● **Written task**
Copy out the data below, swapping every "bounding box" for "enclosing box" and leaving everything else unchanged.

● **Source data**
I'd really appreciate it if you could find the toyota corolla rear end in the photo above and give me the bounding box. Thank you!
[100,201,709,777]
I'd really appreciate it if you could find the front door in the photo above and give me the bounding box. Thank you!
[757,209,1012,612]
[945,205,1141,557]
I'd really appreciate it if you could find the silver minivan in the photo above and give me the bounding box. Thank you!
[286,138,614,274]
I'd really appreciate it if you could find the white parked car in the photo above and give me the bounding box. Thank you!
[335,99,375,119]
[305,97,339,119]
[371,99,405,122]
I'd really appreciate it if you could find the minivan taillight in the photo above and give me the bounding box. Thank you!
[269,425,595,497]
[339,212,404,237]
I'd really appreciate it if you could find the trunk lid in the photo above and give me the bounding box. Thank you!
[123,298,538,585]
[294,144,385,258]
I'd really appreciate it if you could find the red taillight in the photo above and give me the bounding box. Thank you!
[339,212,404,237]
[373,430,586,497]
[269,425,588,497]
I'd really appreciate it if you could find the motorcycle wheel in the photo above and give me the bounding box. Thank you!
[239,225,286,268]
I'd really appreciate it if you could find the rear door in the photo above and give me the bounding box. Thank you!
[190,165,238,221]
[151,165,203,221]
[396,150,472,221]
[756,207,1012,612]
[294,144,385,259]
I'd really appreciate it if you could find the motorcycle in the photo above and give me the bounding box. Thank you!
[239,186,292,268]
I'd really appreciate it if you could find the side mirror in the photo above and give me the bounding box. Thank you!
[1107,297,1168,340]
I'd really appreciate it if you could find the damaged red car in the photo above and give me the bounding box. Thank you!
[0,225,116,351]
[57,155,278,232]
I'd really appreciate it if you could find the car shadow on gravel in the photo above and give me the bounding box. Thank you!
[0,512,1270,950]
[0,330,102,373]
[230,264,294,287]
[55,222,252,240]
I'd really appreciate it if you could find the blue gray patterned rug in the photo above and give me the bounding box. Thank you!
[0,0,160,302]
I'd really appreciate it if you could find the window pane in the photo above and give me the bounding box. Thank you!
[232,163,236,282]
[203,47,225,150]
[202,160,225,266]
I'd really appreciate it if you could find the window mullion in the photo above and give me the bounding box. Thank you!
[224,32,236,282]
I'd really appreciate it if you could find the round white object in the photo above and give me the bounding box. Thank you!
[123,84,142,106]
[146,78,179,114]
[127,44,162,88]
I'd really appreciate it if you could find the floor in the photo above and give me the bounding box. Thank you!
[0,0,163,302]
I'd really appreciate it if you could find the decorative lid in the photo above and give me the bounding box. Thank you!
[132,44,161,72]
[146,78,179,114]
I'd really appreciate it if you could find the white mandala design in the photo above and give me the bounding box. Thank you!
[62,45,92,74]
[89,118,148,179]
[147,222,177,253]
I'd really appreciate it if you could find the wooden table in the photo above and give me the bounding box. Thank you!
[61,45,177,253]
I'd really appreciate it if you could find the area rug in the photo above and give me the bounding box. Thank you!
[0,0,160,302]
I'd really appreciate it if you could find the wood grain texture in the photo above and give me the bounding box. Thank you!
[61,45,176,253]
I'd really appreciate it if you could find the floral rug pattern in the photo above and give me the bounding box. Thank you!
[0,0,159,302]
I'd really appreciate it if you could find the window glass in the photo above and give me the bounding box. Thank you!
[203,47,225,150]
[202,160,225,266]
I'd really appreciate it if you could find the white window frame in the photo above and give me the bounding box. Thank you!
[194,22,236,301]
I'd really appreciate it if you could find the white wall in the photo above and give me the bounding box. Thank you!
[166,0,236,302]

● **Reply**
I'd really appreciate it if you could find the toyota corolla rear end in the photo above and give me the enclosing box. Thank you!
[100,201,709,777]
I'd really appreciate it if you could find the front door in the photo above and give me the enclosing box. Thank you!
[757,209,1012,612]
[945,205,1141,557]
I'd really appreciate it if you could find the silver minivan in the photo above and give me the enclosing box. Thank you!
[286,138,614,274]
I'd really appreciate it if you could find the white parked car in the photo above and give me the enclosing box. Thank you!
[335,99,375,119]
[305,97,339,119]
[371,99,405,122]
I'd really appreciate it if you could find the minivan taillight in the photo above and give me the enclosing box. Thank you!
[269,425,595,497]
[339,212,404,237]
I'd really appreciate it if you could find the trunk lid in the photo above and give me the enclosing box. Thank you!
[123,298,538,585]
[294,144,385,258]
I'd really appreciate it if you could find the red taillight in the photo above and give me the enclosing box. Thank you!
[339,212,404,237]
[373,430,586,497]
[269,425,588,497]
I'd really appreciate it if you could find the motorcycle wheel in the photo above and give me the enclosing box. Thank you!
[239,225,286,268]
I'd really appreciate it if you could find the rear door in the photo above and give me the enclosing box. Thank you!
[190,165,238,221]
[151,165,203,221]
[396,150,472,221]
[756,207,1012,612]
[294,144,385,259]
I'd really appreciate it if you could find the motorcycle in the photo above and give me the enclosing box. Thank you!
[239,186,292,268]
I'd really appreciate it if you could find the side mirror in the photo above and give me the enclosing box. Thank you!
[1107,297,1168,340]
I'd really appreciate it if you could find the damaged red car in the photo above and give me the enclosing box. Thank you!
[0,225,116,351]
[57,155,278,232]
I'd really appreciate it if you could find the car shadow on gravel in the photo above and give me the enclosing box. Thank you!
[0,512,1270,950]
[0,330,102,373]
[230,264,294,287]
[55,222,252,240]
I'd really appreciate it if you could find the blue gray patterned rug in the photo above and give me the enclosing box. Thank you!
[0,0,160,302]
I'd really appreciate it if you could find the window pane in the photo above and give me the enclosing box. Thank you!
[232,163,236,282]
[203,47,225,150]
[202,160,225,266]
I'd really appreciate it if you could find the window mullion in the photo above and give me the enclosing box. Thank you!
[224,32,236,282]
I'd really appreciate it if you could find the round white object in the photo above and give me the enclosing box. Thank you!
[123,84,142,106]
[146,78,179,114]
[127,44,162,88]
I'd really appreciate it if you could find the floor in the photo above and give me the enclosing box. Thank you!
[0,0,163,302]
I'd really appreciate it if you could find the decorative lid in the photo above and give me the enclosing box. Thank you!
[132,44,161,72]
[146,78,179,114]
I'd really appreciate it if you could find the white mandala design in the photo above and give me the enclosing box. Thank you!
[62,45,92,74]
[89,118,148,179]
[147,222,177,253]
I'd really appreciate it if you could find the wooden table in the photo above and give me the enclosing box. Thank you!
[61,45,177,253]
I'd really appreciate it if you could find the area rug in the photo above and give me the enclosing box. Thank you!
[0,0,160,302]
I'd really appreciate it if you could find the wood grain texture in the photo above and give me the enclosing box. Thank you!
[61,45,176,253]
I'd really appreciate it if you could find the floral rug pattern in the photo above and give me the enclosing box. Thank you!
[0,0,159,302]
I'd really appreciate it if you could find the window glass in the photo above and give me the enclosing box. Thank you!
[203,47,225,150]
[202,160,225,266]
I'd really appreciate it if you could find the white window frame in the photo above and give me the enclosing box. Thank you!
[194,22,236,301]
I'd really appreciate it if you could find the white wall in the photo above and give me the enclosing box. Thank you!
[166,0,236,302]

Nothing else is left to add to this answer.